• **Aim**
Each entry that follows must be output without any deviation.

((

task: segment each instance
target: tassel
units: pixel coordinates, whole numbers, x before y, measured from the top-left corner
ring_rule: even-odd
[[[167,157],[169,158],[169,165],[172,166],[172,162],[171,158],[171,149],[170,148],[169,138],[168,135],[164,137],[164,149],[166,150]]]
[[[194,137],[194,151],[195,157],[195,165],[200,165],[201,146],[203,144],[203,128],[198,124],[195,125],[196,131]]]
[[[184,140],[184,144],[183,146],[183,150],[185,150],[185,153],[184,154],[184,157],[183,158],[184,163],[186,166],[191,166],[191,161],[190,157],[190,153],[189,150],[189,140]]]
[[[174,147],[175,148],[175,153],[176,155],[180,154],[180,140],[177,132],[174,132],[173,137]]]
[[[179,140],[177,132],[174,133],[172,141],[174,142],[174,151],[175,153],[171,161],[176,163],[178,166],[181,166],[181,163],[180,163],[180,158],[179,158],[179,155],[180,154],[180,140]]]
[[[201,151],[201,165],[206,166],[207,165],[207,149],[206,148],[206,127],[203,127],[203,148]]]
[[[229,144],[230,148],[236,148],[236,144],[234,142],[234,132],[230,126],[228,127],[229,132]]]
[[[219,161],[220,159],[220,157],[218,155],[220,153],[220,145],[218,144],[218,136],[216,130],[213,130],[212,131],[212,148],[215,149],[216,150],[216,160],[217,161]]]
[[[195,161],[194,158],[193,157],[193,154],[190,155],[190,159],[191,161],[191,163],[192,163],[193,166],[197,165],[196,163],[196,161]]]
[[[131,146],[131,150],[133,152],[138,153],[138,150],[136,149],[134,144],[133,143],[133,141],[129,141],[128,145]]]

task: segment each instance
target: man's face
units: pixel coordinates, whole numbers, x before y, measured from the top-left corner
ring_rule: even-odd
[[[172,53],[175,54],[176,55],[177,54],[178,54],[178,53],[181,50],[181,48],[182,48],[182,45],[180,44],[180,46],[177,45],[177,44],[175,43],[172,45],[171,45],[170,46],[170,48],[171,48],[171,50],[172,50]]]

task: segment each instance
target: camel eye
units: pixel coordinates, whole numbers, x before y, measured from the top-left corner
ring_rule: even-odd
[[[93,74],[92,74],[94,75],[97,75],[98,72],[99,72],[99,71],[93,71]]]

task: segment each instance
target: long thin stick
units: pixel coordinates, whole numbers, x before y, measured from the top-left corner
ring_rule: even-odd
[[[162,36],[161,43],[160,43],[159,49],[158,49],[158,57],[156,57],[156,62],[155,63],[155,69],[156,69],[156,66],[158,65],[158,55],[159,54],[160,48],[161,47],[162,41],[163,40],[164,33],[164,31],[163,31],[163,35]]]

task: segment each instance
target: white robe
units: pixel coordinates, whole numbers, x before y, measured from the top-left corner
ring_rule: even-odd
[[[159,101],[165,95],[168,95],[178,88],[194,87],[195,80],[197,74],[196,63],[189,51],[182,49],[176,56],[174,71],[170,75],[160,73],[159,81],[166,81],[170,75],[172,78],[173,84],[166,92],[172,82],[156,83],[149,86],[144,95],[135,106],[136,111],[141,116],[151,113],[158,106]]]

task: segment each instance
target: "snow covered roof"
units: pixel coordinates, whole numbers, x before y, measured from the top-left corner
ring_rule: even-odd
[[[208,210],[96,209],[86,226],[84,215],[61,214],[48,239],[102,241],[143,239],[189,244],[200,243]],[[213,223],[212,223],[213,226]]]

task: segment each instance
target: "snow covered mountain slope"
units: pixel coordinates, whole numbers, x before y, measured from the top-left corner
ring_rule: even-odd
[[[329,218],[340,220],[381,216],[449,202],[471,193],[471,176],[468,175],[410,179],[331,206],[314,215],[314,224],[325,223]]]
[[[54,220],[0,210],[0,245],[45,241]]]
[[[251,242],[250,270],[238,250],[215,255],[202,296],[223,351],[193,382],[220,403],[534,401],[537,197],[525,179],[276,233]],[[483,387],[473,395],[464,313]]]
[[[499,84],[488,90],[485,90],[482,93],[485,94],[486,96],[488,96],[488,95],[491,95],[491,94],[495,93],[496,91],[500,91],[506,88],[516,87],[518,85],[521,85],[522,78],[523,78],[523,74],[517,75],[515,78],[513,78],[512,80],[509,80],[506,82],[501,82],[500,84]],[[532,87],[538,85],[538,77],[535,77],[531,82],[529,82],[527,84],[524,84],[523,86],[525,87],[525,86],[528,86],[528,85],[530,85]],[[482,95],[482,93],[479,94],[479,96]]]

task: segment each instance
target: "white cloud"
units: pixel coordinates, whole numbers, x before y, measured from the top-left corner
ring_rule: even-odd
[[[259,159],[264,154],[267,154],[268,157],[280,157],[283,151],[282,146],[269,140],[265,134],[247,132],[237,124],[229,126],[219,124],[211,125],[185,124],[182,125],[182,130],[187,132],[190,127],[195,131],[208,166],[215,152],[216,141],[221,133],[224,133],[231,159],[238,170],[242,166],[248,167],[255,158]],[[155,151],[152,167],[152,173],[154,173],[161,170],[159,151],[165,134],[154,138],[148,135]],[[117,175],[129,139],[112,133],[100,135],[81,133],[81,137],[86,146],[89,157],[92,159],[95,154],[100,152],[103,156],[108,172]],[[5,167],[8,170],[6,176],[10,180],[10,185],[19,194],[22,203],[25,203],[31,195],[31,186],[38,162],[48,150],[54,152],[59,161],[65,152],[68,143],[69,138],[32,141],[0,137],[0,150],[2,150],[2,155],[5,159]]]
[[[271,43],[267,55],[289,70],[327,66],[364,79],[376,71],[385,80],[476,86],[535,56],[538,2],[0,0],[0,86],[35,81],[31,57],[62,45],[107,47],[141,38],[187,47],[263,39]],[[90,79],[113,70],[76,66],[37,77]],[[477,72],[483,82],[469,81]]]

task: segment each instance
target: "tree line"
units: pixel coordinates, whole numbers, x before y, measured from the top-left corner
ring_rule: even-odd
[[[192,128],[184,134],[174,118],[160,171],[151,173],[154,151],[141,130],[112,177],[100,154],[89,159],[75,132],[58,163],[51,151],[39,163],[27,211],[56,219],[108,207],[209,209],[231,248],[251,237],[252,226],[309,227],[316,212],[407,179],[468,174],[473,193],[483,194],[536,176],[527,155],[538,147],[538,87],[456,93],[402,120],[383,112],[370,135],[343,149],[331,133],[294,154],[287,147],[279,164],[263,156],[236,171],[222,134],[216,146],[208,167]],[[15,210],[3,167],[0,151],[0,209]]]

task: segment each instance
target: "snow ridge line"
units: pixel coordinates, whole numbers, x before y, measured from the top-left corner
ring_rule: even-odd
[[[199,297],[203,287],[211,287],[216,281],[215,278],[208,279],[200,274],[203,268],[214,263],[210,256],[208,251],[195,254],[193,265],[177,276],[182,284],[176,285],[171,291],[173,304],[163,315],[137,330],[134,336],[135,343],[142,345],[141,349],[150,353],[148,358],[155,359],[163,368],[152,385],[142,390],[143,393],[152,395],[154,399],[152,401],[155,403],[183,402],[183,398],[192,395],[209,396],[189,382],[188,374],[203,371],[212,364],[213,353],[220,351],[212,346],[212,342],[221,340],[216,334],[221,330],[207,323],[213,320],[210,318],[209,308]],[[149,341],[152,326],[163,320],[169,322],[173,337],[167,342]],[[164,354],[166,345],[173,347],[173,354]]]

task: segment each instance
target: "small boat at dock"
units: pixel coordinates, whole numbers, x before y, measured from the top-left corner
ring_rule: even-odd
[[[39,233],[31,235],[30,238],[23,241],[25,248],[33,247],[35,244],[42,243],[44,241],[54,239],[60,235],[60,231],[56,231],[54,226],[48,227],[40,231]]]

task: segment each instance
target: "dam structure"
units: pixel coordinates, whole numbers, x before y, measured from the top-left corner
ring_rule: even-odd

))

• **Written answer**
task: segment each instance
target: tassel
units: pixel coordinates, whole numbers, x before y, measured from the top-left corner
ring_rule: even-odd
[[[167,157],[169,158],[169,165],[172,166],[172,162],[171,158],[171,149],[170,148],[169,138],[168,135],[164,137],[164,149],[166,150]]]
[[[194,137],[194,151],[195,157],[195,165],[200,165],[201,146],[203,144],[203,128],[198,124],[195,125],[196,131]]]
[[[184,140],[184,144],[183,146],[183,150],[185,150],[185,153],[184,154],[184,157],[183,158],[184,163],[186,166],[191,166],[191,161],[190,157],[190,153],[189,150],[189,140]]]
[[[174,147],[175,148],[175,153],[176,155],[180,154],[180,140],[177,132],[174,132],[173,137]]]
[[[179,140],[177,132],[174,133],[172,141],[174,142],[174,151],[175,153],[171,161],[176,163],[178,166],[181,166],[181,163],[180,163],[180,158],[179,158],[179,155],[180,154],[180,140]]]
[[[201,151],[201,165],[206,166],[207,165],[207,149],[206,148],[206,127],[203,127],[203,148]]]
[[[229,144],[230,148],[236,148],[236,144],[234,142],[234,132],[230,126],[228,127],[229,132]]]
[[[219,161],[220,159],[220,157],[218,155],[220,153],[220,145],[218,144],[218,136],[216,130],[213,130],[212,131],[212,148],[215,149],[216,150],[216,160],[217,161]]]
[[[195,161],[194,158],[193,157],[193,154],[190,155],[190,159],[191,161],[191,163],[192,163],[193,166],[197,165],[196,163],[196,161]]]
[[[131,146],[131,150],[133,152],[138,153],[138,150],[136,149],[134,144],[133,143],[133,141],[129,141],[128,145]]]

task: segment each instance
target: man's face
units: pixel coordinates, whole numbers, x before y, measured from the top-left corner
ring_rule: even-odd
[[[172,53],[175,54],[176,55],[177,54],[178,54],[178,53],[181,50],[181,48],[182,48],[182,45],[180,44],[180,46],[177,45],[177,44],[175,43],[172,45],[171,45],[170,46],[170,48],[171,48],[171,50],[172,50]]]

task: segment each instance
target: camel eye
units: pixel coordinates, whole numbers, x before y, measured from the top-left corner
ring_rule: even-odd
[[[93,74],[92,74],[94,75],[97,75],[98,72],[99,72],[99,71],[93,71]]]

task: segment each instance
target: long thin stick
units: pixel coordinates, whole numbers, x before y, measured from the top-left corner
ring_rule: even-odd
[[[162,36],[161,43],[160,43],[159,49],[158,49],[158,57],[156,57],[156,62],[155,63],[155,69],[156,69],[156,66],[158,65],[158,55],[159,54],[160,48],[161,47],[162,41],[163,40],[164,33],[164,31],[163,31],[163,35]]]

task: segment each instance
target: white robe
units: pixel coordinates, whole numbers, x before y, measured from the top-left corner
ring_rule: even-odd
[[[159,101],[165,95],[168,95],[178,88],[194,87],[195,80],[197,74],[196,63],[189,51],[182,49],[176,56],[174,71],[170,75],[160,73],[159,81],[166,81],[170,75],[172,78],[173,84],[166,92],[172,82],[156,83],[149,86],[144,95],[135,106],[136,111],[141,116],[151,113],[158,106]]]

task: segment each instance
target: "snow covered roof"
units: pixel coordinates, whole numbers, x before y, measured from the top-left corner
ring_rule: even-odd
[[[208,210],[96,209],[86,226],[84,215],[61,214],[48,239],[102,241],[143,239],[189,244],[200,243]],[[213,223],[212,223],[213,226]]]

task: segment each instance
target: "snow covered mountain slope"
units: pixel coordinates, whole numbers, x before y, measured from the top-left corner
ring_rule: even-odd
[[[329,218],[340,220],[381,216],[449,202],[471,193],[471,176],[468,175],[410,179],[331,206],[314,215],[314,224],[325,223]]]
[[[54,220],[0,210],[0,245],[45,241]]]
[[[251,242],[250,270],[238,250],[215,255],[202,296],[223,351],[193,382],[220,403],[534,401],[537,197],[525,179],[276,233]],[[483,387],[473,395],[464,313]]]
[[[499,84],[488,90],[485,90],[482,93],[485,94],[486,96],[488,96],[488,95],[491,95],[491,94],[495,93],[496,91],[500,91],[506,88],[516,87],[518,85],[521,85],[522,78],[523,78],[523,74],[517,75],[515,78],[513,78],[512,80],[509,80],[506,82],[501,82],[500,84]],[[532,87],[538,85],[538,77],[535,77],[531,82],[529,82],[527,84],[524,84],[523,86],[525,87],[525,86],[528,86],[528,85],[530,85]],[[482,95],[482,93],[479,94],[479,96]]]

task: segment each instance
target: "white cloud"
units: pixel coordinates, whole numbers, x before y, measured from the top-left corner
ring_rule: even-odd
[[[259,159],[264,154],[267,154],[268,157],[280,157],[283,151],[282,146],[269,140],[265,134],[247,132],[237,124],[229,126],[219,124],[211,125],[185,124],[182,125],[182,130],[187,132],[190,127],[195,131],[208,166],[215,152],[216,141],[221,133],[224,133],[231,159],[238,170],[242,166],[248,167],[255,158]],[[155,151],[152,167],[152,173],[154,173],[161,170],[159,151],[165,134],[154,138],[148,135]],[[117,175],[129,139],[112,133],[100,135],[81,133],[81,137],[86,146],[89,157],[92,159],[95,154],[100,152],[103,156],[108,172]],[[5,167],[8,170],[6,176],[10,180],[10,185],[19,194],[22,203],[25,203],[31,195],[31,186],[38,162],[48,150],[54,152],[59,161],[65,152],[68,143],[69,138],[32,141],[0,137],[0,150],[2,150],[2,155],[5,159]]]
[[[271,43],[267,55],[289,70],[327,66],[364,79],[376,71],[385,80],[476,86],[535,56],[538,2],[0,0],[0,86],[35,81],[31,57],[62,45],[107,47],[141,38],[187,47],[263,39]],[[90,79],[113,70],[76,66],[37,77]],[[477,72],[483,82],[469,81]]]

task: segment each instance
target: "tree line"
units: pixel coordinates, whole numbers, x before y, measured from the top-left corner
ring_rule: even-odd
[[[192,128],[184,134],[174,118],[160,171],[151,173],[154,151],[141,130],[112,177],[100,154],[89,159],[75,132],[58,163],[51,151],[39,163],[27,211],[56,219],[108,207],[209,209],[231,248],[251,237],[252,226],[309,227],[316,212],[407,179],[468,174],[473,193],[483,194],[536,176],[527,155],[538,147],[538,87],[456,93],[402,120],[383,112],[370,135],[343,149],[331,133],[294,154],[287,147],[279,164],[263,156],[236,171],[222,134],[216,146],[208,167]],[[15,210],[3,167],[0,151],[0,209]]]

task: segment each instance
target: "snow ridge line"
units: pixel coordinates, whole numbers, x before y, measured from the top-left corner
ring_rule: even-odd
[[[199,297],[203,287],[211,287],[216,281],[215,278],[208,279],[200,274],[203,268],[214,263],[210,256],[208,251],[195,254],[193,265],[177,276],[182,284],[176,285],[171,291],[173,304],[163,315],[137,330],[134,336],[135,343],[142,345],[141,349],[150,353],[148,358],[155,359],[163,368],[152,385],[142,390],[143,393],[152,395],[154,399],[152,401],[155,403],[183,402],[183,398],[192,395],[209,396],[189,382],[188,374],[203,371],[212,364],[213,353],[220,351],[212,346],[212,342],[221,340],[216,334],[221,330],[207,323],[213,320],[210,318],[209,308]],[[149,341],[152,326],[163,320],[169,322],[173,337],[167,342]],[[164,354],[166,345],[173,347],[173,354]]]

task: segment each instance
target: "small boat at dock"
units: pixel coordinates, whole numbers, x before y, measured from the top-left corner
ring_rule: even-odd
[[[39,233],[31,235],[30,238],[23,241],[25,248],[33,247],[35,244],[42,243],[44,241],[54,239],[60,235],[60,231],[56,231],[54,226],[48,227],[40,231]]]

task: segment each instance
target: "dam structure"
units: pixel coordinates, whole numbers, x before y, measured from the top-left corner
ring_rule: even-odd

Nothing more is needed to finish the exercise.